> _Stored records_:
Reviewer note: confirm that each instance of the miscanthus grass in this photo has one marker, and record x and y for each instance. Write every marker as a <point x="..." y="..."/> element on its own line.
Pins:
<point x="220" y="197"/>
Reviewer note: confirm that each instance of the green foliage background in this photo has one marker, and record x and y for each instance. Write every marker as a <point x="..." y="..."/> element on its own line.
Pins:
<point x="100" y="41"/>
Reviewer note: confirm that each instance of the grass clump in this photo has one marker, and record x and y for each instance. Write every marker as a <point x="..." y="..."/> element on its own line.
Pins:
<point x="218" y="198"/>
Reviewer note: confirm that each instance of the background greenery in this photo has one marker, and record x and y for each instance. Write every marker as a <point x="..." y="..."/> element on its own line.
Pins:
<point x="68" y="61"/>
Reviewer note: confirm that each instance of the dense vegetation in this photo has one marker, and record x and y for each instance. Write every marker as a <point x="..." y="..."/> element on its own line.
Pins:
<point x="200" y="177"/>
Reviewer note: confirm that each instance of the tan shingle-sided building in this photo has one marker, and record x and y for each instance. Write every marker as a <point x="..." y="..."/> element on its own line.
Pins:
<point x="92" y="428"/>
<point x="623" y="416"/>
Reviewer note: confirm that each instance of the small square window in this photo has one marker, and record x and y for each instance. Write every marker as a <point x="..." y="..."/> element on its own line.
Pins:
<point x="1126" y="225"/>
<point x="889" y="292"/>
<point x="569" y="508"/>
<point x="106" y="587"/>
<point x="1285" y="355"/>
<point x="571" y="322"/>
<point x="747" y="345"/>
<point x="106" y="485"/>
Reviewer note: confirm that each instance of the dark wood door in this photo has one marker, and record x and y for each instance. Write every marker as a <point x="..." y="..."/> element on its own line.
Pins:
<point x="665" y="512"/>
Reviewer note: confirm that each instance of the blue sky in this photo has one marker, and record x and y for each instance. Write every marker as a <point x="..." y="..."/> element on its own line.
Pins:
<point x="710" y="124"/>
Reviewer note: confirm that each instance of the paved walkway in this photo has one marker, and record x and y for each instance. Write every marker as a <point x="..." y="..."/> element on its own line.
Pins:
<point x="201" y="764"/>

> _Given request_: Write out all the records above again, exactly as they stand.

> _Task answer_:
Reviewer note: confirm that each instance of the miscanthus grass in this photo has one marker, and record x and y for each instance. Write every marker as a <point x="..." y="..."/> element on its own line.
Pins:
<point x="220" y="197"/>
Reviewer note: confirm that each instance of the green foliage background in this photo has one marker, and record x and y for each instance. Write every marker as a <point x="..." y="..."/> element on its own line.
Pins:
<point x="100" y="41"/>
Reviewer note: confirm that each instance of the grass clump in this photo has one marker, and record x and y for each instance. Write every marker as a <point x="..." y="..."/> element on its own line.
Pins:
<point x="218" y="198"/>
Reviewer note: confirm that each instance of the background greenery in this photo has one marker, and record x and y for each instance. Write every marker as a <point x="..." y="..."/> element on its own line.
Pins:
<point x="68" y="61"/>
Reviewer note: confirm that each instance of the dense vegetation in this photo has one marker, and record x and y for each instance. Write every marker as a <point x="..." y="..."/> element on its own line.
Pins:
<point x="200" y="177"/>
Reviewer note: confirm that each instance of the tan shingle-sided building in this photo has one marker, and record x and y for each instance. Write every marker as a <point x="..." y="..."/> element on its own line.
Pins:
<point x="92" y="428"/>
<point x="623" y="416"/>
Reviewer note: confirm that each instance of the small square window in this photo has one marker, and record x and y for each instance. Write every marker as a <point x="..." y="..."/> element on its own line.
Pins:
<point x="1126" y="225"/>
<point x="889" y="292"/>
<point x="569" y="508"/>
<point x="106" y="587"/>
<point x="1285" y="355"/>
<point x="571" y="322"/>
<point x="747" y="345"/>
<point x="106" y="485"/>
Reviewer note: confirm that each instance of the dark wood door in this photo has one marker, and record x and y for each instance. Write every marker as a <point x="..." y="..."/> element on its own line.
Pins:
<point x="665" y="512"/>
Reviewer note: confirm that each instance of the blue sky in this photo has one marker, and record x and y for each instance. Write every marker as a <point x="..." y="..."/> element on its own line.
Pins:
<point x="710" y="124"/>
Reviewer note: confirm that each instance of the paved walkway in this photo has one marker, and record x and y for each instance. Write every marker as a <point x="..." y="..."/> element on its own line.
Pins:
<point x="201" y="764"/>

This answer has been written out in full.